■ **ABOUT THIS TASK**:
What is needed is an exact copy of the records below, without the pictures.

■ **LISTED ENTRIES**:
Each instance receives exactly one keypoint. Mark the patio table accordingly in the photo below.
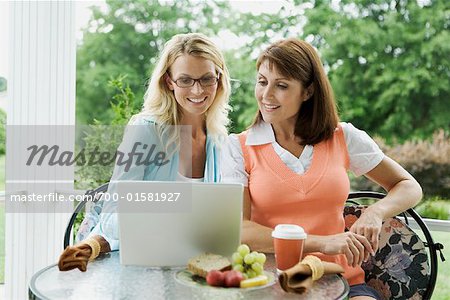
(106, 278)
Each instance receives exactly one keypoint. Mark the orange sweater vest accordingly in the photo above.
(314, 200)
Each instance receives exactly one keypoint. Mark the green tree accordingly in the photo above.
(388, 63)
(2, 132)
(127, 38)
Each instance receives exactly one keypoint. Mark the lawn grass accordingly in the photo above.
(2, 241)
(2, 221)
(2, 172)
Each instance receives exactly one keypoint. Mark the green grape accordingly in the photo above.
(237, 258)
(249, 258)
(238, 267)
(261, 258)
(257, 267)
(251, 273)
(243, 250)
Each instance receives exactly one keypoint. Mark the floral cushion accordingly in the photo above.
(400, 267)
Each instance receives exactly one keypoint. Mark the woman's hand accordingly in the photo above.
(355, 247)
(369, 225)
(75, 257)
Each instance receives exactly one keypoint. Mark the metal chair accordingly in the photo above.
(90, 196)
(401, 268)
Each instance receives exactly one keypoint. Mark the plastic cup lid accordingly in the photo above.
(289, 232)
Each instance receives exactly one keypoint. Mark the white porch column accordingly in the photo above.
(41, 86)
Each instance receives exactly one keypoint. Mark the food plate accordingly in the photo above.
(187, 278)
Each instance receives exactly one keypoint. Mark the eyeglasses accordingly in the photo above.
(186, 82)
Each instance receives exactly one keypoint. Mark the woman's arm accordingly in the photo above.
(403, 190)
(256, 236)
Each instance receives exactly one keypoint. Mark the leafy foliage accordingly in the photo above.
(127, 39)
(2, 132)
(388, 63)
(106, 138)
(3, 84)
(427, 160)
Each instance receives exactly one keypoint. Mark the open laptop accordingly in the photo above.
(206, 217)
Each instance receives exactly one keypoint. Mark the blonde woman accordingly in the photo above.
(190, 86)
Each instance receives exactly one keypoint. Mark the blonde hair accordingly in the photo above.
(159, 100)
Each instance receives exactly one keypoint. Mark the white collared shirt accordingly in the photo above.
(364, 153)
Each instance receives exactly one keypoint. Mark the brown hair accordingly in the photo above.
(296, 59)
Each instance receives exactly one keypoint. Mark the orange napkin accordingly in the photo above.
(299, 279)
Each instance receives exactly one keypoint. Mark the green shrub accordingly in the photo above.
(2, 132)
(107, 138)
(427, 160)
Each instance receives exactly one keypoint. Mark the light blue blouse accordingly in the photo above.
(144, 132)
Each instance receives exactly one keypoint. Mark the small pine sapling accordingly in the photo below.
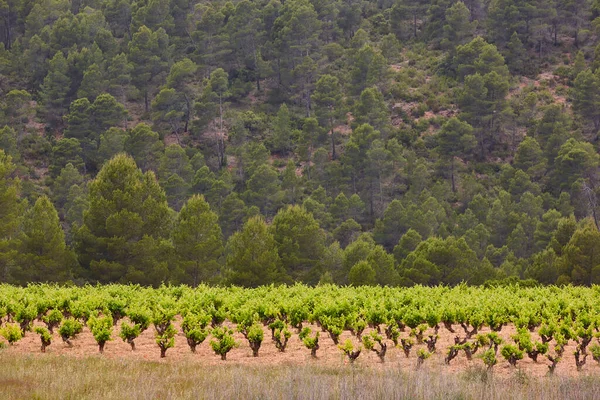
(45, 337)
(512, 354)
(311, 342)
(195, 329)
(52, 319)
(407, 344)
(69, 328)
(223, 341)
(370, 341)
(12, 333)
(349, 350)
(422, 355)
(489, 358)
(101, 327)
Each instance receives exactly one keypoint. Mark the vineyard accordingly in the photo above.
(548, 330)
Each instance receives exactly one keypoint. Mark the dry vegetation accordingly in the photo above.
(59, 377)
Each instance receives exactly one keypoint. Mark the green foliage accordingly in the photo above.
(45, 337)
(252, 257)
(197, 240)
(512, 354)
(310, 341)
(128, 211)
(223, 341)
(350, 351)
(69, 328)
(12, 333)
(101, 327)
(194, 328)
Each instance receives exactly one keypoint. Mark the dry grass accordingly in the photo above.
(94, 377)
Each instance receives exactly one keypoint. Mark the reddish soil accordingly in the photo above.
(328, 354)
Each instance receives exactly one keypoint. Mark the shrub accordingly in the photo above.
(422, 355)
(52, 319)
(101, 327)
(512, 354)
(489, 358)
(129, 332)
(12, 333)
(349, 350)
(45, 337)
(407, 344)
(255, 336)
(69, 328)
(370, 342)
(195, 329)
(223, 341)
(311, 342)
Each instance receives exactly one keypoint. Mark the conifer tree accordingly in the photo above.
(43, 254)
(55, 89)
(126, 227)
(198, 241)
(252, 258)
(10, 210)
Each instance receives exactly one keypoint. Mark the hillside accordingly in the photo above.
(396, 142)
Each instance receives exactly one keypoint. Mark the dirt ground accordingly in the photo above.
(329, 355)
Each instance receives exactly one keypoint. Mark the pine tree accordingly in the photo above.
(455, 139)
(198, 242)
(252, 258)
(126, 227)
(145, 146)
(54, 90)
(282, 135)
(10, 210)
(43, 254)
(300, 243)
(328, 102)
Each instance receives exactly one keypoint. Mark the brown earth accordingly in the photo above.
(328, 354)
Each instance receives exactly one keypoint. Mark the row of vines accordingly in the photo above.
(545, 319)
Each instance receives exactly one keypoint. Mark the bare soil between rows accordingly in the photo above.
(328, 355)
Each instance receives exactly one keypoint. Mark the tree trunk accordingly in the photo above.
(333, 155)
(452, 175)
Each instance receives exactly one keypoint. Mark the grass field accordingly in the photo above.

■ **TASK SOLUTION**:
Each instance receives exactly one keypoint. Mark the patio table accordingly in the photo below.
(106, 278)
Each instance receives exactly one keypoint. Mark the orange sweater vest accordingly in the photo above.
(314, 200)
Each instance receives exactly one keypoint. Mark the green tree accordingly in the photo above.
(388, 63)
(2, 132)
(127, 38)
Each instance receives exactly one keypoint. Mark the lawn grass accordingly in the photo above.
(2, 241)
(2, 221)
(2, 172)
Each instance receives exactly one keypoint. Mark the green grape accordingly in the photo above.
(237, 258)
(249, 258)
(238, 267)
(261, 258)
(257, 267)
(251, 273)
(243, 250)
Each instance receives exactly one keypoint. Mark the floral cushion accordingly in the photo above.
(400, 267)
Each instance receives exactly one keypoint. Mark the woman's hand accordingly in the photo above.
(355, 247)
(369, 225)
(75, 257)
Each instance receives exactly one keypoint. Mark the metal chair accordingly in the photo above.
(90, 196)
(401, 268)
Each instance receives exactly one keypoint. Mark the plastic cup lid accordingly in the photo above.
(289, 232)
Each instance receives exactly one keypoint. Mark the white porch column accordingly in the photo above.
(41, 86)
Each instance receives exactly one keypoint. Mark the food plate accordingly in the photo above.
(187, 278)
Each instance receives exactly one keypoint. Mark the eyeglasses accordingly in the photo above.
(186, 82)
Each instance receives exactly one keypoint. Mark the woman's arm accordingly in the photo above.
(403, 190)
(256, 236)
Each instance receives exactly one keypoint. Mark the leafy foliage accordingly in the photo above.
(127, 39)
(2, 132)
(388, 63)
(106, 138)
(3, 84)
(427, 160)
Each instance receives exactly one keypoint. Mark the open laptop accordingly in the photo above.
(206, 217)
Each instance receives exactly one keypoint. Mark the blonde woman accordingly in the photo above.
(190, 86)
Each instance receives exactly one keypoint. Mark the blonde hair accordingly in the photo above.
(159, 100)
Each instance receives exactly one keypoint. Mark the white collared shirt accordingly in the photo above.
(364, 153)
Each instance receives exactly one keypoint. Mark the brown hair accordingly in the photo above.
(296, 59)
Each instance receives exactly one keypoint. Mark the orange napkin accordingly in the photo above.
(299, 279)
Each instance receives exactly one keypoint. Mark the green shrub accordingly in the photo above.
(2, 132)
(107, 138)
(427, 160)
Each instance receives exactly one keypoint. Mark the light blue blouse accordingly in the photo above.
(144, 132)
Each instance receives exactly one keypoint. Mark the small pine sapling accordingly in the photo below.
(45, 337)
(512, 354)
(311, 342)
(195, 329)
(52, 319)
(407, 344)
(69, 328)
(223, 341)
(370, 341)
(12, 333)
(349, 350)
(422, 355)
(489, 358)
(101, 327)
Each instance receives exactly one keypoint. Mark the vineyard accordingly in the photo above.
(548, 330)
Each instance receives exactly one keypoint. Mark the dry vegetation accordingly in the photo above.
(59, 377)
Each instance receives exactly one keypoint. Mark the green foliage accordingly in the photo above.
(45, 337)
(252, 257)
(197, 240)
(512, 354)
(310, 341)
(128, 211)
(223, 341)
(350, 351)
(69, 328)
(12, 333)
(101, 327)
(194, 328)
Each instance receives exactly one keypoint. Mark the dry grass accordingly in the photo above.
(94, 377)
Each instance receives exactly one keypoint. Mark the reddish soil accordingly in the photo above.
(328, 354)
Each instance receives exactly one keypoint. Mark the shrub accordingly in the photo above.
(422, 355)
(52, 319)
(101, 327)
(512, 354)
(489, 358)
(129, 332)
(12, 333)
(349, 350)
(45, 337)
(407, 344)
(255, 336)
(69, 328)
(370, 342)
(195, 329)
(223, 341)
(311, 342)
Each instance receives exactly one keypoint. Mark the conifer tree accordingly in the photo above.
(43, 254)
(55, 89)
(126, 227)
(198, 241)
(252, 258)
(10, 210)
Each instance receives exactly one keypoint. Mark the hillside accordingly in the photo above.
(396, 142)
Each instance receives exactly one keypoint. Mark the dirt ground accordingly in the photo above.
(329, 355)
Each instance receives exactly one keypoint. Mark the pine tree accordingly in the photo above.
(455, 139)
(198, 242)
(252, 258)
(126, 227)
(145, 146)
(54, 90)
(282, 135)
(10, 210)
(43, 254)
(300, 243)
(328, 102)
Each instance receives exactly one keypoint. Mark the brown earth accordingly in the photo above.
(328, 354)
Each instance receives exactly one keypoint. Mark the row of vines accordingly in the photo above.
(545, 319)
Each instance receives exactly one keypoint. Mark the bare soil between rows accordingly in the photo above.
(328, 355)
Each instance receives exactly one keypoint. Mark the tree trunk accordingly in the photo above.
(333, 155)
(452, 175)
Each instance receives exactly one keypoint. Mark the grass field accordingly in the photo above.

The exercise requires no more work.